Low vision is a condition caused by a number of eye diseases such as macular degeneration, glaucoma and retinopathy, in which your eyesight is 20/70 or lower in your stronger eye. It is a broad term that can mean a significant or total loss of your central or peripheral vision, hazy or blurry vision, poor low-light vision, loss of light sensitivity and/or loss of contrast. Reading, writing, watching TV, driving, or even recognizing the faces of loved ones may be difficult or even impossible for a person with this common condition. Dr. Yount specializes in helping those affected by this difficult situation. Dr. Yount comments, “Although this condition usually impacts the elderly, it can really affect anyone of any age. Combine this with the fact that it cannot be fully remedied by eyeglasses, contacts, medicines or eye surgery, and you have a situation that can seriously affect a person in a very negative and debilitating way.”

• • • • •

■ Your tasks
a – Answer these questions about the low vision passage above:
(i) What eyesight in the stronger eye qualifies as low vision?
(ii) Which group does Dr. Yount say this condition usually affects?
(iii) What four treatments does the passage say cannot fully remedy it?
b – Which everyday activities does the low vision passage name as difficult or impossible for a person with the condition? List all of them.
c – Carry on the low vision passage from the point where it stops.

■ Data section
• • • • •

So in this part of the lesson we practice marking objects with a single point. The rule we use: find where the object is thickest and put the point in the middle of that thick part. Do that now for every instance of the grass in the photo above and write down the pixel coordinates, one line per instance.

• • • • •

■ Activity answers
a –
(i) 20/70 or lower.
(ii) The elderly.
(iii) Eyeglasses, contacts, medicines and eye surgery.

b –
- Reading
- Writing
- Watching TV
- Driving
- Recognizing the faces of loved ones

c –
Children who have low vision, often because of injury or a birth defect, can have significant challenges in learning and require special instruction in order to learn properly and become a productive member of society as he/she grows. Vision loss in adults can be quite traumatic. Losing the ability to drive safely, read efficiently, or recognize their loved ones can cause adults and elders with low vision to feel cut off from their world. They often feel that they are a burden on others because they may require help for simple things like shopping for groceries or finding their way around town.
Since low vision cannot be fully corrected, a person with low vision must learn ways to continue to function independently with the sight still available to them. Dr. Yount comments, “Many people with low vision become very dependent on friends and family, and become ashamed of their increased inability to do things for themselves. It is important for you to know that even if you suffer from low vision, there are options for you to regain and maintain your independence.”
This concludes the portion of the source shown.